# Written problem:
Edit the data from the line holding "Return one point for each instance of the windshield." through the end of the data, inclusive, replacing "windshield" with "front window" and leaving everything else unchanged. Omit the pictures from your answer.

# Pointing and labeling entries:
___
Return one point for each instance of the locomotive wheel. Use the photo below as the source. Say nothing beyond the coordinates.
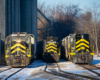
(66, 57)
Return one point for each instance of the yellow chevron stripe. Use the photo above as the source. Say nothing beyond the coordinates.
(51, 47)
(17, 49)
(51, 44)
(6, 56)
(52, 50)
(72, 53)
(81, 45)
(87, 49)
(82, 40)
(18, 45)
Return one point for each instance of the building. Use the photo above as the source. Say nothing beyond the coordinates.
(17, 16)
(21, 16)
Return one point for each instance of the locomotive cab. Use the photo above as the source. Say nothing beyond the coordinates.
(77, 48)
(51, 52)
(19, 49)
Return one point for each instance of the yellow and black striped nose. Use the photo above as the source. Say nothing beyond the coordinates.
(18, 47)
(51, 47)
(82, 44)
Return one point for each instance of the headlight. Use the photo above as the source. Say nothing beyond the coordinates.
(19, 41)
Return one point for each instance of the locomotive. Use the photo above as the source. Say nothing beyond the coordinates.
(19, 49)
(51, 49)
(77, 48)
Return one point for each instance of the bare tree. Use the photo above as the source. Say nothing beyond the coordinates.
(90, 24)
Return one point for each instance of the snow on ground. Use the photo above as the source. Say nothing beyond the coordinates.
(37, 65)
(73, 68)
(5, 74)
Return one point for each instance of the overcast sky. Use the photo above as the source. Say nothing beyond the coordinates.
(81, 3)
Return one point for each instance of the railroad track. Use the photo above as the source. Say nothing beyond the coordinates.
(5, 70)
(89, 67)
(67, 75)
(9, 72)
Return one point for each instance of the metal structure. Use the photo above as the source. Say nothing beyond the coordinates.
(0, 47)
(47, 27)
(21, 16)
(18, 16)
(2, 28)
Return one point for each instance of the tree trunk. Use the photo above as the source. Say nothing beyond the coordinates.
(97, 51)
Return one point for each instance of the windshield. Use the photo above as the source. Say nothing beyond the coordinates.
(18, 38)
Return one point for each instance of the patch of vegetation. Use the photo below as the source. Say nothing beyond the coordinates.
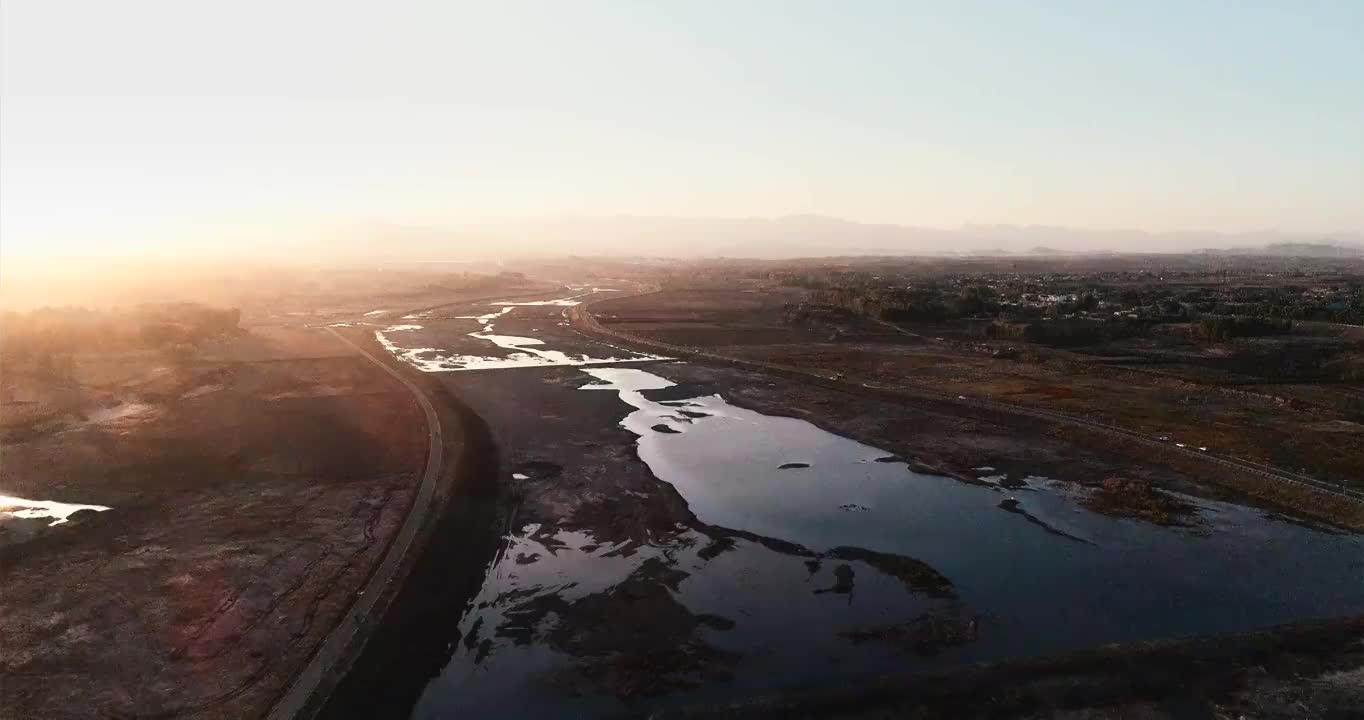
___
# Task answer:
Return one point for each instance of the front window. Use the photo above as the source. Say nothing beyond the coordinates.
(18, 38)
Return one point for each instance of the patch of vegetation. Use the photo below as the source. Say nothing beyond the coordinates.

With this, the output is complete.